TASK DETAILS.
Check each statement against the text on Tuchman and the march of folly. Answer yes or no, and quote the words that decide it. 1. Tuchman identifies persistence in error as the problem. 2. The American leaders in the Vietnam example range from Truman to Nixon. 3. The text says people today are worried about what Al-Qaeda might do next.

QUOTED TEXT.
She writes that throughout human endeavour “government remains the paramount area of folly because it is there that men seek power over others – only to lose it over themselves”.
For Tuchman, persistence in error is the problem. When leaders abandon reason and rationality, when they fail to recognise mistakes, when they refuse to withdraw from bad policy – no matter the damage they are doing to themselves and their nations – this is the march of folly.
Vietnam was an example of this process. Fearful of McCarthyism and right-wing opinion at home, successive American leaders – from Eisenhower to Nixon – refused to be the first president to concede ground to communism.
This is why they fought an unwinnable war for so long. This is why they pushed their country deeper and deeper into the folly of a counter-productive foreign policy.
I believe that something similar is happening in the United States today. Post-September 11, the American people want revenge for the attack on their country and the Bush Administration is determined to give it to them.
It is determined to wage war on Iraq and Saddam Hussein. Even if this means damaging America’s long-term interests. Even if this means diverting resources from the real war against terror. Even if this means trashing the UN system. Even if this means dividing the Western world and gutting NATO. Even if this means generating a new wave of anti-American sentiment around the world.
After the attacks on the World Trade Centre and the Pentagon, people were worried about what Al-Qaeda might do next. Today they are worried about what President Bush might do next.

MATERIAL SHOWN.

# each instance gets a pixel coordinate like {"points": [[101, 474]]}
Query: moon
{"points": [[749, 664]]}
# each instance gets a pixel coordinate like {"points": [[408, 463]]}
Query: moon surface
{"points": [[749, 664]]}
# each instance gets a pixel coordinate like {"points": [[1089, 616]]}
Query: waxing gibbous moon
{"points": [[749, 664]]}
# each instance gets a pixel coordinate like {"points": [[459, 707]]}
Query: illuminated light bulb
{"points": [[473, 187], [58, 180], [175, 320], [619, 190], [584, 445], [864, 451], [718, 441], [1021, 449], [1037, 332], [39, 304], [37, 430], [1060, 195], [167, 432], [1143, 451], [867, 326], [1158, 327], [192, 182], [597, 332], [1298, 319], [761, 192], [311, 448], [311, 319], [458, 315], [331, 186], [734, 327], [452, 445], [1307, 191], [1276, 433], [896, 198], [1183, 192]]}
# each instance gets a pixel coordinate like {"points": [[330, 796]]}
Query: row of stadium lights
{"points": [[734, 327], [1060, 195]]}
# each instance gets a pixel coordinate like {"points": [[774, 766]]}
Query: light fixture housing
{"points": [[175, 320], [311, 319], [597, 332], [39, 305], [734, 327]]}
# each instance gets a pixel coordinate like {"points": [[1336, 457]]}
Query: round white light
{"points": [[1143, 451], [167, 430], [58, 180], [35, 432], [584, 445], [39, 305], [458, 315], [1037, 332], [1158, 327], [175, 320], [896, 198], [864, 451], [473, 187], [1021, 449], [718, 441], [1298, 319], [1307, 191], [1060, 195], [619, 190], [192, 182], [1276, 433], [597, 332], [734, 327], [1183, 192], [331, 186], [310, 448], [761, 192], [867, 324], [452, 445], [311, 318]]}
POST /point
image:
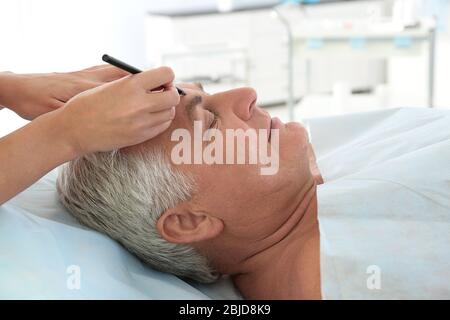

RESPONSE FOR THIS EXERCISE.
1. Yes: "For Tuchman, persistence in error is the problem."
2. No: "from Eisenhower to Nixon"
3. No: "Today they are worried about what President Bush might do next."